* _Input data_:
****

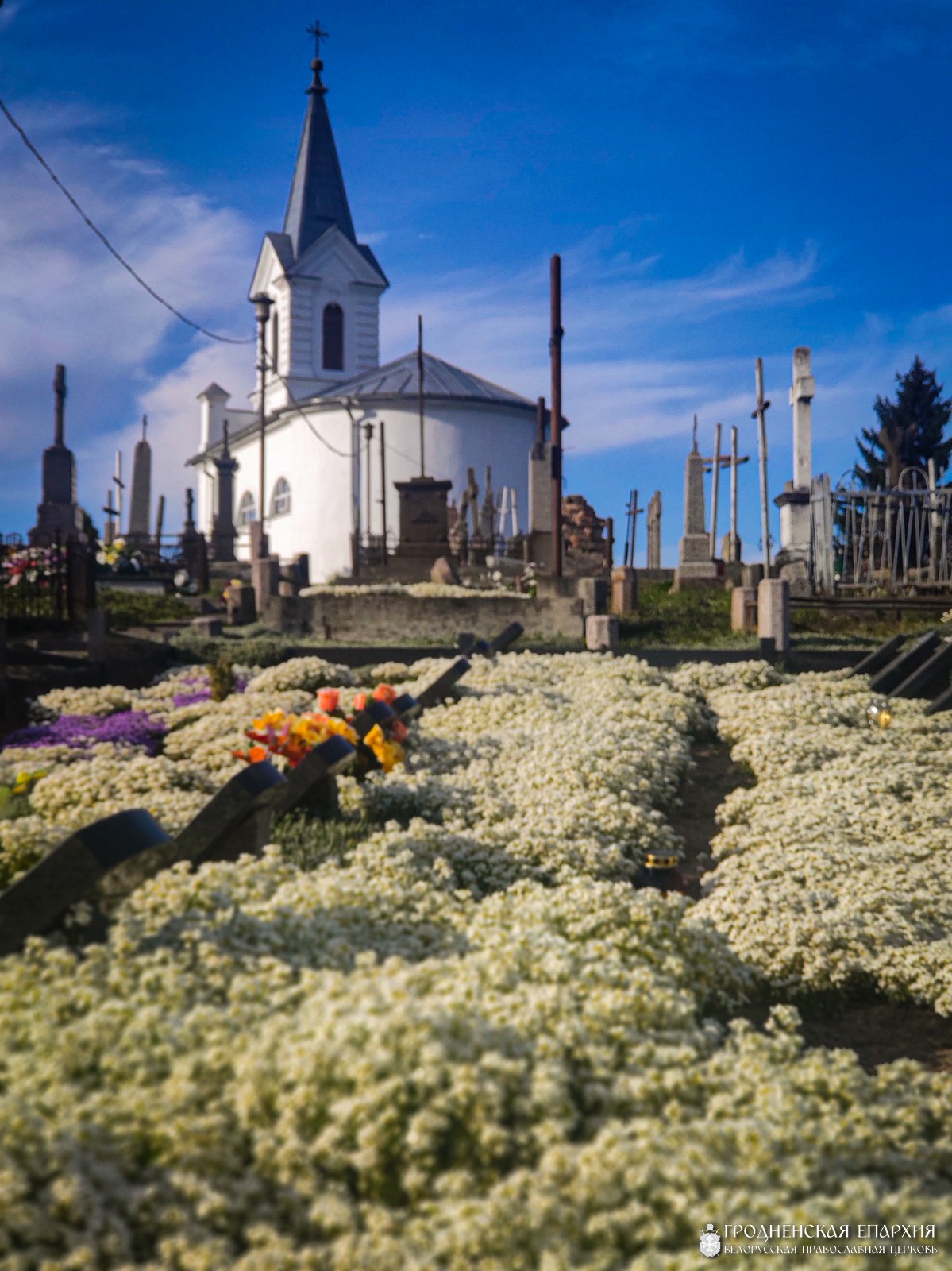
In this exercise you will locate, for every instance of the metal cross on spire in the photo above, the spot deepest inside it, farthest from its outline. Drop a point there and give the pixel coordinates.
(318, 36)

****

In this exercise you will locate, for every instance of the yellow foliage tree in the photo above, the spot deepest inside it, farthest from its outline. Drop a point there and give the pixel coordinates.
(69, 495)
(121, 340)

****

* _The exercise_: Display each row above that contains the string "from", treating uppercase and lowercase letters as distinct.

* _Response_:
In this exercise you will locate, for every instance of the metal cross on spire in the photo above, the spot deepest inside it, farthest from its outline. Drop a point there and give the pixel coordinates.
In this exercise you will locate, for every instance of the yellow foliage tree in the photo above, the spot deepest inside it, farthest from its outline. Drop a point there and give the pixel coordinates.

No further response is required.